**Stated goal**
Copy every line, leaving nothing out and adding nothing.

**Excerpted data**
= = = = = = =
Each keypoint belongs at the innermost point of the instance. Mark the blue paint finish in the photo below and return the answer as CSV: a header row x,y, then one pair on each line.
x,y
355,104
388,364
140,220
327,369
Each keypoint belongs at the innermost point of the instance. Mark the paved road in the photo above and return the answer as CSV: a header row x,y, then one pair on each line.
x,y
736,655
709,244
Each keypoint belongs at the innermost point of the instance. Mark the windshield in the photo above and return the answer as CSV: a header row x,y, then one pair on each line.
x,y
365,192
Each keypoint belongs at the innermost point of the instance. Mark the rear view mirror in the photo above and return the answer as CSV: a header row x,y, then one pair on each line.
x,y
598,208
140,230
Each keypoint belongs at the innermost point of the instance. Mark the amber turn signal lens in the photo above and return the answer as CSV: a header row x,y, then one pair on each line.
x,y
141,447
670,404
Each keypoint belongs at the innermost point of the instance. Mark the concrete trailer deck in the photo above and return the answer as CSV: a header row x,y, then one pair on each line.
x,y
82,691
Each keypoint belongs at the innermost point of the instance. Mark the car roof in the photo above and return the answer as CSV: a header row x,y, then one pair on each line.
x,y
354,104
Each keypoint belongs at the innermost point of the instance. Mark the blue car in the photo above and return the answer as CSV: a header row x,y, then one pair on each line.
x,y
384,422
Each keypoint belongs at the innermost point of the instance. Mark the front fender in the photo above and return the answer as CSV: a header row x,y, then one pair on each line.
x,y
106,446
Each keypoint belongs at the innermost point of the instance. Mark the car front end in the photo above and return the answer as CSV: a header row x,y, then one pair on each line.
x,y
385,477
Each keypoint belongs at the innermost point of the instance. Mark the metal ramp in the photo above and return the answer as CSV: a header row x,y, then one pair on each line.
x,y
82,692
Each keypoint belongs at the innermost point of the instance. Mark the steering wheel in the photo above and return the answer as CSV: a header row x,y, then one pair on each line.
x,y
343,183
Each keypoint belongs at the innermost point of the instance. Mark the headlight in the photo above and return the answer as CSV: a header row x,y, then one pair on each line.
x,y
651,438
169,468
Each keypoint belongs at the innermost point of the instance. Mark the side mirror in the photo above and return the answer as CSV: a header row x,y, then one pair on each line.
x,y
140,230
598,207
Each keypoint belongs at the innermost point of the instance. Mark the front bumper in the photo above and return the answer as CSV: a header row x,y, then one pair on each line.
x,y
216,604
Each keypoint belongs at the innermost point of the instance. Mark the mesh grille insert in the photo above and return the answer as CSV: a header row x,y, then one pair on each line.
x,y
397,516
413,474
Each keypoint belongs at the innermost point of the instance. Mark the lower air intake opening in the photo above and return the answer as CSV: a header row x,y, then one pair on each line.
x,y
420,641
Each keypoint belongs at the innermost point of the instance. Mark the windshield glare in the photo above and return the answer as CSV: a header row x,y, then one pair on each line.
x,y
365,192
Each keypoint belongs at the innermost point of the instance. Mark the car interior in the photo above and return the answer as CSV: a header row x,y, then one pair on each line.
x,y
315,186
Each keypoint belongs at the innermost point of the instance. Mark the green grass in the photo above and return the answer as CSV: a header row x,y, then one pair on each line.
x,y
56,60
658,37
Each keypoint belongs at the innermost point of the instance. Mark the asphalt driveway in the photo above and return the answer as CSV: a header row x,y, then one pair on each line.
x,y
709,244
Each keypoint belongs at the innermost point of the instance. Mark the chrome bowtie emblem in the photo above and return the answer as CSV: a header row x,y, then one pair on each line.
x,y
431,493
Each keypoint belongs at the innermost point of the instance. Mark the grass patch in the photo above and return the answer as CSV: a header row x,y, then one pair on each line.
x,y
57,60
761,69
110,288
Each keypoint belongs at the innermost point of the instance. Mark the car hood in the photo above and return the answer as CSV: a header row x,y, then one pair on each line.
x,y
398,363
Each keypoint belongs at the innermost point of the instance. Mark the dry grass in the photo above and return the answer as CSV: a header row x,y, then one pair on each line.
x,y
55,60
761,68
= = = = = = =
**The output**
Each keypoint belongs at the innermost point of the instance. Mark the blue paint finish in the photo below and return the answer as CSV: a header row x,y, then one pair on each line.
x,y
355,104
388,364
140,220
327,369
Each keypoint belongs at the innermost point of the instance. Mark the paved road in the photo above and return the answer as CSV: a header row x,y, then one pair on each line.
x,y
736,655
709,244
Each keypoint belongs at the innermost point of the instance. Mark the windshield in the photo above and return the answer as CSV: a header row x,y, then one pair on each line.
x,y
365,192
Each keypoint belongs at the innermost point of the instance. Mark the rear view mirror in the photo above and return the answer as CSV: a header row x,y, then one pair on each line.
x,y
598,208
140,230
Each keypoint belongs at the innermost point of the instance. Mark the amber turn signal lens in the photo above and return the answer as CSV: a header row x,y, then one pair on each line.
x,y
141,447
670,404
Each keypoint belongs at the innermost point of the instance. Mark the concrete trailer deck in the photo above and return the answer as CSV: a header row x,y, then one pair on each line.
x,y
82,691
Each keypoint belongs at the innermost point of the instance. Mark the car roof in the photo above and return the answer as CSV: a header row x,y, then one pair on each line.
x,y
354,104
Each keypoint belongs at the innermost point of the instance. Mark the blue car in the photo above and return the answer as CSV: a header row x,y, then one pair on each line.
x,y
384,422
Each keypoint belongs at the innermost point of the instance. Mark the front fender in the photo above and return the answer as CSV: a header row x,y, then one pair on each line.
x,y
106,446
Each keypoint belongs at the innermost point of the instance. Mark the car front end in the photo above and return the answer as CSV: a header row x,y, then one pair on each line.
x,y
385,477
Each keypoint belongs at the innermost point of the instance. Mark the metal ramp in the photo above and return the answer as CSV: a header row x,y, then one pair on each line.
x,y
82,692
Each keypoint belongs at the innermost point of the instance. Mark the steering wheel in the photo above and return the answer as CSV: a header row x,y, then one pair on each line.
x,y
343,183
Each keypoint belongs at the innermost point of the instance. Mark the headlight in the photo above and return the answer as CSV: a header row x,y, then one pair on each line.
x,y
651,438
169,468
Each keypoint belongs at the innermost point of the instance. Mark the side mirror in the photo above and return the answer as CSV: a header row x,y, then one pair on each line.
x,y
140,230
598,207
Each keypoint belongs at the innermost point of the instance. Mark the front bumper in the photo above and return the answer as CSV: a header row x,y, then one pair on each line.
x,y
216,604
Each keypoint belongs at the innermost point of the instance. Mark the mesh grille insert in the photo above and return the answer as CSV: a header row x,y, then one pair on each line.
x,y
397,516
413,474
Each keypoint belongs at the innermost point of the instance. Mark the lower air intake opening in the photo above and return the answer as CSV: a header row x,y, then one pair on each line.
x,y
420,641
Each keypoint belongs at the innermost point of the instance. Mark the windshield glare in the photo above and return the answer as CSV: a header row x,y, then one pair on each line.
x,y
365,192
Each keypoint belongs at the innermost point of the instance. Mark the car interior in the photo above and return the answer as CSV: a header row x,y, then one pair on each line.
x,y
315,186
Each keypoint belongs at the innermost point of the instance. Mark the green grass in the photo above and return the answer as CSV: a header row x,y, then one pair on each line.
x,y
56,60
658,37
Each keypoint belongs at the innermost point of the instance. Mark the asphalt driveway in the photo above and return the answer as CSV: a header row x,y, then one pair on each line.
x,y
709,244
Each keypoint belongs at the innermost point of the instance. Mark the chrome bowtie emblem in the photo above and return the answer as CSV: a header row x,y, then one pair on each line.
x,y
431,493
Each keypoint belongs at the innermost point of the instance. Mark the grass patch in the photo above and return the answer as CSV: a header row x,y, then one pair on each line.
x,y
57,60
761,69
110,288
Each keypoint belongs at the innermost point of the instance. Mark the car hood in the photo above and return the answer as CSV: a header row x,y, then one pair on each line.
x,y
398,363
Each keypoint belongs at the innermost point of the instance. Mark the dry grass in the photo above and return the answer as CSV: a header row x,y, then one pair on each line.
x,y
55,60
761,68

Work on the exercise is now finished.